*** Data in this exercise
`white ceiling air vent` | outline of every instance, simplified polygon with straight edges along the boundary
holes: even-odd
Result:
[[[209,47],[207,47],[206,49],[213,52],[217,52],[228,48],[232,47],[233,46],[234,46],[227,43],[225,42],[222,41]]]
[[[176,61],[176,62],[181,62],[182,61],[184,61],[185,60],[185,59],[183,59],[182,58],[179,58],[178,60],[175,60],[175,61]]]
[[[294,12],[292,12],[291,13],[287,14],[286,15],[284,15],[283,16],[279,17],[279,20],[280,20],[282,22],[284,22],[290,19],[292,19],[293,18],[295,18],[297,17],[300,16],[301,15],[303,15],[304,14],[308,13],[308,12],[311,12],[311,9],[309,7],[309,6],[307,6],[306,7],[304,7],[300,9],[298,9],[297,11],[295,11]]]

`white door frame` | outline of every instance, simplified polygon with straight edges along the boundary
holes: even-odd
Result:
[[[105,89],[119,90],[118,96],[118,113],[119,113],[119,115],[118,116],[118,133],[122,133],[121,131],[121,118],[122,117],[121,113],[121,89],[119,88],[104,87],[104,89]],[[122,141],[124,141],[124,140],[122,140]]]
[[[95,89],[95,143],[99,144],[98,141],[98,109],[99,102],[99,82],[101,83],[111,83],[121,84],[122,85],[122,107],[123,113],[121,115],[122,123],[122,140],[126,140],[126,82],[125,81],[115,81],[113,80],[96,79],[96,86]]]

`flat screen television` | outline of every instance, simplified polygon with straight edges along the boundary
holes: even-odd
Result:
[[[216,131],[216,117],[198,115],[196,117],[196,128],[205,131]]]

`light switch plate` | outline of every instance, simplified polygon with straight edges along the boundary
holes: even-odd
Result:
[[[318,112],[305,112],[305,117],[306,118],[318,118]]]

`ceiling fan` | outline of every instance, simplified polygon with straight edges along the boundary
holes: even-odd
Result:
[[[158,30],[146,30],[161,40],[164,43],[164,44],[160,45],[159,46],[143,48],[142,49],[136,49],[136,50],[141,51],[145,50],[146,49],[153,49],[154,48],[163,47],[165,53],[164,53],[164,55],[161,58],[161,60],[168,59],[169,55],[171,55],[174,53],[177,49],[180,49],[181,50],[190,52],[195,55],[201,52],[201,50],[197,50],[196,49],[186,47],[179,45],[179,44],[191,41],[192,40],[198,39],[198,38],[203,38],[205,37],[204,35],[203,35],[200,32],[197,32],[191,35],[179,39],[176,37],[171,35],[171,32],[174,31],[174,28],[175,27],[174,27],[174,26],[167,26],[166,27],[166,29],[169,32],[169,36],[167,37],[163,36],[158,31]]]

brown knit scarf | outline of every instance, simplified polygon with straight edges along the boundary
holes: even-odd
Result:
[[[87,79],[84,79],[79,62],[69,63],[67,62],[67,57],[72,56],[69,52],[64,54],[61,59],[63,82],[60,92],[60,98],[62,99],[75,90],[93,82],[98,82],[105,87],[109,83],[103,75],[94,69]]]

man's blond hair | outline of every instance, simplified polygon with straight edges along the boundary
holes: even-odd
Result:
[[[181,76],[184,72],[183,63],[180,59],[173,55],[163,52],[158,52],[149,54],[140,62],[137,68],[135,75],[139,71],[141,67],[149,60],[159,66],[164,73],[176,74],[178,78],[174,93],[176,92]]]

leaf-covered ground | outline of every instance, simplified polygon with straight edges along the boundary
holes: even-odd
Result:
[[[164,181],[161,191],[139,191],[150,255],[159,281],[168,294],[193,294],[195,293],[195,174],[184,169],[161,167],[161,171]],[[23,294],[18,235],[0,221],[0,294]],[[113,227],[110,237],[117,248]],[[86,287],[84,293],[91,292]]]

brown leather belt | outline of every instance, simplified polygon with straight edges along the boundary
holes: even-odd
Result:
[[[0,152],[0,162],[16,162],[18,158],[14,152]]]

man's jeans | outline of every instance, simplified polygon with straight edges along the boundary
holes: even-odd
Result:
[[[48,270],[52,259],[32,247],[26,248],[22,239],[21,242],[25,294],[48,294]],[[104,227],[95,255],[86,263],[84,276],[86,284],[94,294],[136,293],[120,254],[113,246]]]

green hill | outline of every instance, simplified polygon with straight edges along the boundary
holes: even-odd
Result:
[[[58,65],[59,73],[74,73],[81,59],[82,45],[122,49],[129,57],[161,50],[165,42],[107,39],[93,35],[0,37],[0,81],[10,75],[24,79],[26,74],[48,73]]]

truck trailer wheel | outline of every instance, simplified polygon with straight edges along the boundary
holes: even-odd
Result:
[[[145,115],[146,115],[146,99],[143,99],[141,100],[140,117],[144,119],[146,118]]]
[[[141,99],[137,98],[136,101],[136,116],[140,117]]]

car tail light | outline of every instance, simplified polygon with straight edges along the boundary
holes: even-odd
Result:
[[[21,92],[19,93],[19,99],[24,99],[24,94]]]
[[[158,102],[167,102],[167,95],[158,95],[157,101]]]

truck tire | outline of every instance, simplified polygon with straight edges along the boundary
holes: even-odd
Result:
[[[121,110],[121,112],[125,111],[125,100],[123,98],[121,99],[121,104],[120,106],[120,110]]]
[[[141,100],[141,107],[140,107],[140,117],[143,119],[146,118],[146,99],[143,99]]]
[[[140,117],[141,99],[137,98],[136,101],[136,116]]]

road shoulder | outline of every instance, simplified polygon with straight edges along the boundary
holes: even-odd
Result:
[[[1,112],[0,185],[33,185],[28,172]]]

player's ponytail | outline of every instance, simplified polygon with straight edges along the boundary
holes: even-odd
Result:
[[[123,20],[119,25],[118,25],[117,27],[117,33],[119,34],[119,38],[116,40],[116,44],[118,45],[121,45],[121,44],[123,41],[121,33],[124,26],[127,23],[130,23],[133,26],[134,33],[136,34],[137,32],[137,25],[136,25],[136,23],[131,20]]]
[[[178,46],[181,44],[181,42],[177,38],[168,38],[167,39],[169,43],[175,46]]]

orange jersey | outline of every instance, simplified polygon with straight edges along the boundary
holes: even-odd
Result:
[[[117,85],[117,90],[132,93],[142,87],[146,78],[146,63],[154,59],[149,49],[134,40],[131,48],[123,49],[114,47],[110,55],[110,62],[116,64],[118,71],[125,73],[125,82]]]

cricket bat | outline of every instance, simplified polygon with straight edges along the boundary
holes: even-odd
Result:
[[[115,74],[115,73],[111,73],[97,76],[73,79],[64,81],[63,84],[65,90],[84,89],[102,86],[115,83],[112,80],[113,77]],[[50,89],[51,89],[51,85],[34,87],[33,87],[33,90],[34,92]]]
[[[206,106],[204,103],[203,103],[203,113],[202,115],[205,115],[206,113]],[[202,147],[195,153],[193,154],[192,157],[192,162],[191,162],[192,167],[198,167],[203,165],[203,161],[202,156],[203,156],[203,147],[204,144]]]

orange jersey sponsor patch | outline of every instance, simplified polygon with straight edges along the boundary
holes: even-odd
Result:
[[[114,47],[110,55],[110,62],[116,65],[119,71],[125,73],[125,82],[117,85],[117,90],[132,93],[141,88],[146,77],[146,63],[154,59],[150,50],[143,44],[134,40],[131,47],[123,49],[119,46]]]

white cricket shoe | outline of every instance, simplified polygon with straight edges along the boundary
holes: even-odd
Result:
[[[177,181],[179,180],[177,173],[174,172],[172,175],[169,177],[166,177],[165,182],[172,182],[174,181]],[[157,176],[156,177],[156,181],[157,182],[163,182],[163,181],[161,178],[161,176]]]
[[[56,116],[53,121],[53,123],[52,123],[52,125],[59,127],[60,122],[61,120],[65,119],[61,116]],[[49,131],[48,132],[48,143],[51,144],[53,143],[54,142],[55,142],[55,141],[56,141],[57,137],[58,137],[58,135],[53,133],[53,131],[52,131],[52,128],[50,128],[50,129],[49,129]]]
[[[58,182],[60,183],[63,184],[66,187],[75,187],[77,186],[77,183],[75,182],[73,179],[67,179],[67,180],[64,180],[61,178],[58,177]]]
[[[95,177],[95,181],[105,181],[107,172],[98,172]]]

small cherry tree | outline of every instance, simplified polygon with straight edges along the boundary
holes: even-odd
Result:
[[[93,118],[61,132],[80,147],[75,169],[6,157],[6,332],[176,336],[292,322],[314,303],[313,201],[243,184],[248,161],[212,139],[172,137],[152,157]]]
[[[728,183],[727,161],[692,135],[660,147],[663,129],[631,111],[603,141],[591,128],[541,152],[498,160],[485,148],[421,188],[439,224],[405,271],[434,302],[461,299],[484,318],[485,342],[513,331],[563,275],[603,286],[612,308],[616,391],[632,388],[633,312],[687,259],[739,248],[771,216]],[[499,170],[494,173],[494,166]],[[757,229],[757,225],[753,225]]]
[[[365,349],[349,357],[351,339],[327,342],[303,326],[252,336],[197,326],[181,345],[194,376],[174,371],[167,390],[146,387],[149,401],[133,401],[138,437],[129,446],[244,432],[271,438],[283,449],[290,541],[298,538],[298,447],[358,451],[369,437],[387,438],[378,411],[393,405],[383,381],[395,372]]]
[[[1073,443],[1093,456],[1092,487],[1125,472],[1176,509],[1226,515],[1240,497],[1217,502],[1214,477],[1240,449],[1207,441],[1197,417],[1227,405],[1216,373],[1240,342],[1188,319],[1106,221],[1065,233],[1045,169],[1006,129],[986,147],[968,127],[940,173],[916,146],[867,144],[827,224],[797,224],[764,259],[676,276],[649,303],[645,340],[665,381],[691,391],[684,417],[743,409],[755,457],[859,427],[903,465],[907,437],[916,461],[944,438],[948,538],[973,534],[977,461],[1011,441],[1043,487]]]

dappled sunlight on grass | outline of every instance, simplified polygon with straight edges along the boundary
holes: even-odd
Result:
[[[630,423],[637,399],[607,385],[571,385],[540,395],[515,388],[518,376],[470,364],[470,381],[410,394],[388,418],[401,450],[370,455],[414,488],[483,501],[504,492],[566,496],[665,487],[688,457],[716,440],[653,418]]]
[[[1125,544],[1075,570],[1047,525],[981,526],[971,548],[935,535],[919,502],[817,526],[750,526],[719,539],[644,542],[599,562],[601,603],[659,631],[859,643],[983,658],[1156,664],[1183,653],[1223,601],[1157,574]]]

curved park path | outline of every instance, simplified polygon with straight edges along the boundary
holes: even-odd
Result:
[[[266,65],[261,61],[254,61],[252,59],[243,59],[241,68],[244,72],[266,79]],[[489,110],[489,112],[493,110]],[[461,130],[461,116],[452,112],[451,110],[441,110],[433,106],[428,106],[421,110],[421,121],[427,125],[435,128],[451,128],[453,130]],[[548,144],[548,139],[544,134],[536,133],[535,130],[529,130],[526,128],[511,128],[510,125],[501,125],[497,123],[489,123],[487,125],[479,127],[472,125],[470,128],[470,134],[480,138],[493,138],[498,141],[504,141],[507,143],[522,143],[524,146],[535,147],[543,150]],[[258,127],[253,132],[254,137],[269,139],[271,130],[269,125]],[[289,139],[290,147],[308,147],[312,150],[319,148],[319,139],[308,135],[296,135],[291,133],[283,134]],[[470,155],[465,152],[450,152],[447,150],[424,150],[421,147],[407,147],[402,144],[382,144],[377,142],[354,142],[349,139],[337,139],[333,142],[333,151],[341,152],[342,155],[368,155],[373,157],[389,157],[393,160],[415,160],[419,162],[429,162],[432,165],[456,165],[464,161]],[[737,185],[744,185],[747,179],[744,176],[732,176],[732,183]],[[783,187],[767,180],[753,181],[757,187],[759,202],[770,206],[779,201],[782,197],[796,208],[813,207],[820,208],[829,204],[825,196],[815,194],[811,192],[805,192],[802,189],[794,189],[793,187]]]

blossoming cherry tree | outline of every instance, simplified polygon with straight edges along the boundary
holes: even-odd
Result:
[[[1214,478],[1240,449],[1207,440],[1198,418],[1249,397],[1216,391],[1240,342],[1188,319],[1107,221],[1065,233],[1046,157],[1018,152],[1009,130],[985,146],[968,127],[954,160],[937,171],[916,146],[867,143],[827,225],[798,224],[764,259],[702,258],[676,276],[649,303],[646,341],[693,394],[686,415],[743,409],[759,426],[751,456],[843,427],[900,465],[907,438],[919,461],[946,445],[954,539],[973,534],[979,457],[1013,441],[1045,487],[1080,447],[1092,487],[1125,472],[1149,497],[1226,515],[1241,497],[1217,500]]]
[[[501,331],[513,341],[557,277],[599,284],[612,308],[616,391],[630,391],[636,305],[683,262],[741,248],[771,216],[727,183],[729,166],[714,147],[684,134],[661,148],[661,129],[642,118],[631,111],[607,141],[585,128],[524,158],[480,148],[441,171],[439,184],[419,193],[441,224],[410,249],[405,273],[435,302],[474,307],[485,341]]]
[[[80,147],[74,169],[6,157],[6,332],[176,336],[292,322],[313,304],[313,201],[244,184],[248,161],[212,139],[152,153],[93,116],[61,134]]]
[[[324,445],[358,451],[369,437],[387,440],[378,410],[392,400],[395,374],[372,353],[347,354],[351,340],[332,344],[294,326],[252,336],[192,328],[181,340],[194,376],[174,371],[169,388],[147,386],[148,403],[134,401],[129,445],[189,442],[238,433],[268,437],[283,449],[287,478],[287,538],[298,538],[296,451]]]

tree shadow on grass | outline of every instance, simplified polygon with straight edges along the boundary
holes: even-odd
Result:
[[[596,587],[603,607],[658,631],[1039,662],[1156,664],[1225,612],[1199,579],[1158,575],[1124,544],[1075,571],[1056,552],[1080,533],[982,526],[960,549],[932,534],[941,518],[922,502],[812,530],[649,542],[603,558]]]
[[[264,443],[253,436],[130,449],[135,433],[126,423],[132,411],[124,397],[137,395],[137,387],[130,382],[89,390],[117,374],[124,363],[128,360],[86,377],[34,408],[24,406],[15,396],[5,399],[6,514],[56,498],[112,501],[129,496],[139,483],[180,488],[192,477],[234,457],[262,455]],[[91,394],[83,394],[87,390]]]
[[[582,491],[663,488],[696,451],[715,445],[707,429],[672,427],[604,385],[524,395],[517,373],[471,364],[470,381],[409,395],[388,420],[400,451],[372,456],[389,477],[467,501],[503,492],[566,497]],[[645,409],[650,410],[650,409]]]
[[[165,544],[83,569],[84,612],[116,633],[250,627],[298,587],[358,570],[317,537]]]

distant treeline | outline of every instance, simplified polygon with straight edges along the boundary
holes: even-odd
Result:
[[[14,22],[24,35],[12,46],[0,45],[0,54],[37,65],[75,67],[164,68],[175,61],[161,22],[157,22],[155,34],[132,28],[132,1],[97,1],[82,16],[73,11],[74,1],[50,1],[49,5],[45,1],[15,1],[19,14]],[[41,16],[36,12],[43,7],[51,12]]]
******
Task description →
Write out the listing word for word, beginning at its first line and stopping after the line that contains "[[[318,112],[305,112],[305,117],[306,118],[318,118]]]". Include both of those lines.

Response to the task →
`white ceiling air vent` | outline of every instance, simplified polygon with straight edges along the boundary
holes: even-odd
Result:
[[[209,47],[207,47],[206,49],[213,52],[217,52],[228,48],[232,47],[233,46],[234,46],[227,43],[225,42],[222,41]]]
[[[176,61],[176,62],[181,62],[182,61],[184,61],[185,60],[185,59],[183,59],[182,58],[179,58],[178,60],[175,60],[175,61]]]
[[[294,12],[292,12],[291,13],[287,14],[286,15],[284,15],[283,16],[279,17],[279,20],[280,20],[282,22],[284,22],[290,19],[292,19],[293,18],[295,18],[297,17],[300,16],[301,15],[303,15],[304,14],[308,13],[308,12],[311,12],[311,9],[309,7],[309,6],[307,6],[306,7],[304,7],[300,9],[298,9],[297,11],[295,11]]]

`white door frame` | outline of every instance, simplified polygon with straight edges along the boundary
holes: even-odd
Result:
[[[105,89],[119,90],[118,96],[118,113],[119,113],[119,115],[118,116],[118,133],[122,133],[121,131],[121,118],[122,117],[121,113],[121,89],[119,88],[104,87],[104,89]],[[122,141],[124,141],[124,140],[122,140]]]
[[[95,89],[95,143],[99,144],[98,141],[98,109],[99,102],[99,82],[101,83],[111,83],[121,84],[122,85],[122,107],[123,113],[121,115],[122,123],[122,140],[126,140],[126,82],[125,81],[115,81],[113,80],[96,79],[96,86]]]

`flat screen television` | outline of every instance, simplified polygon with straight edges along the boundary
holes: even-odd
Result:
[[[216,131],[216,117],[198,115],[196,117],[196,128],[205,131]]]

`light switch plate` | outline of every instance, simplified polygon with straight edges along the boundary
holes: even-odd
Result:
[[[318,112],[305,112],[305,117],[306,118],[318,118]]]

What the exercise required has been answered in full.